- [TEXT TO READ]:
*****

Marcus, Spielman and Srivastava (Annals of Mathematics 2014) solved the Kadison-Singer Problem by proving a strong form of Weaver’s conjecture: they showed that for all α > 0 and all lists of vectors of norm at most √α whose outer products sum to the identity, there exists a signed sum of those outer products with operator norm at most √{8α} + 2α. We prove that it is NP-hard to distinguish such a list of vectors for which there is a signed sum that equals the zero matrix from those in which every signed sum has operator norm at least η √α, for some absolute constant η > 0. Thus, it is NP-hard to construct a signing that is a constant factor better than that guaranteed to exist.

*****

- [Data records]:
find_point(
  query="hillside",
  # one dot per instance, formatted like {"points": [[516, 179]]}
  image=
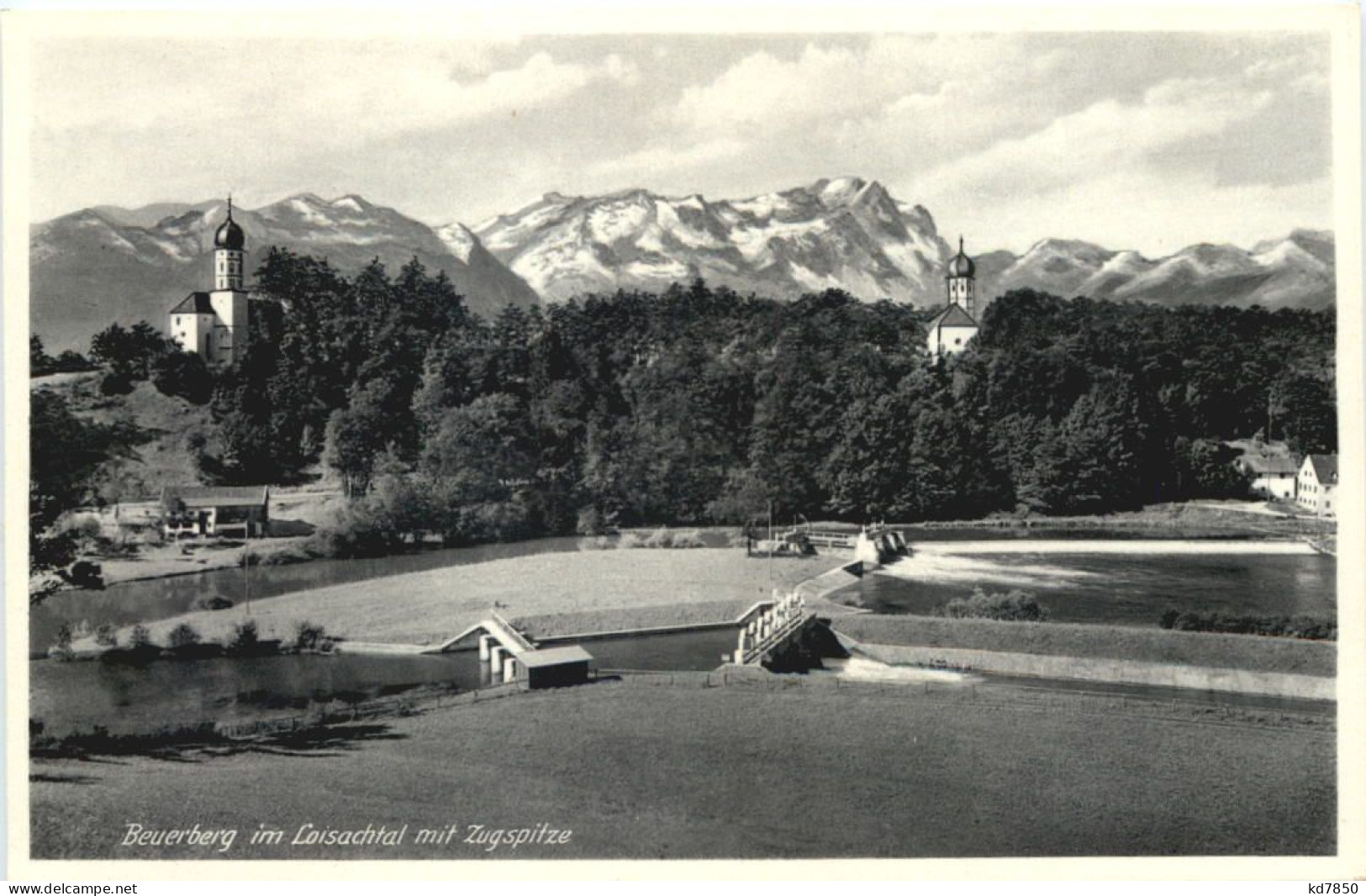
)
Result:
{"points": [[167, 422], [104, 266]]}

*****

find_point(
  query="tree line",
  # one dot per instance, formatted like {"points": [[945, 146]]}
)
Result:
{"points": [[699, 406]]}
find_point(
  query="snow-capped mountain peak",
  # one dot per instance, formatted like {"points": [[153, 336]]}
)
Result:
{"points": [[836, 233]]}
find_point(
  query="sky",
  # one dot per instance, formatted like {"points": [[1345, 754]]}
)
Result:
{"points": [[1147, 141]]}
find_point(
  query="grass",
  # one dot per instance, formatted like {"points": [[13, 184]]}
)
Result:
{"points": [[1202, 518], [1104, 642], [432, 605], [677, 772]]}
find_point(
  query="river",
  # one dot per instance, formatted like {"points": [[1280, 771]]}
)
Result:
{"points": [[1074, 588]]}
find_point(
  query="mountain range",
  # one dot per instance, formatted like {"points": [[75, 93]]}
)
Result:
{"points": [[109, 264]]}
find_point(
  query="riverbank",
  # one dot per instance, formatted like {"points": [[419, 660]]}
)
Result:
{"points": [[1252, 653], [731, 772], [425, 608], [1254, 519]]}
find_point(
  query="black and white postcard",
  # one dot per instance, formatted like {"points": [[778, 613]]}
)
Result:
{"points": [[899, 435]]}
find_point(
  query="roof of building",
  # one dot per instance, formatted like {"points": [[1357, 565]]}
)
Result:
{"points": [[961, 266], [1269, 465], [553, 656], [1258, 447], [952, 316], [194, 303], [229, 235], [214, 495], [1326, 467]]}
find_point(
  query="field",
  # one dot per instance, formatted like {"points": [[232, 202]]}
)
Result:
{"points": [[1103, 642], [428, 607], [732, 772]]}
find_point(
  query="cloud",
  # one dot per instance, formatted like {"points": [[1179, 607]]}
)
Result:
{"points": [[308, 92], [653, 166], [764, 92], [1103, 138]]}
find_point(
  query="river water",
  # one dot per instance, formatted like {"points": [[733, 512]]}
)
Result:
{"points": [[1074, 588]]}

*****

- [PROMPT]: Please quote word for word the passage on the Kadison-Singer Problem, everything from "Marcus, Spielman and" down to "guaranteed to exist.".

- [WRITTEN ANSWER]:
Marcus, Spielman and Srivastava (Annals of Mathematics 2014) solved the Kadison-Singer Problem by proving a strong form of Weaver’s conjecture: they showed that for all α > 0 and all lists of vectors of norm at most √α whose outer products sum to the identity, there exists a signed sum of those outer products with operator norm at most √{8α} + 2α. We prove that it is NP-hard to distinguish such a list of vectors for which there is a signed sum that equals the zero matrix from those in which every signed sum has operator norm at least η √α, for some absolute constant η > 0. Thus, it is NP-hard to construct a signing that is a constant factor better than that guaranteed to exist.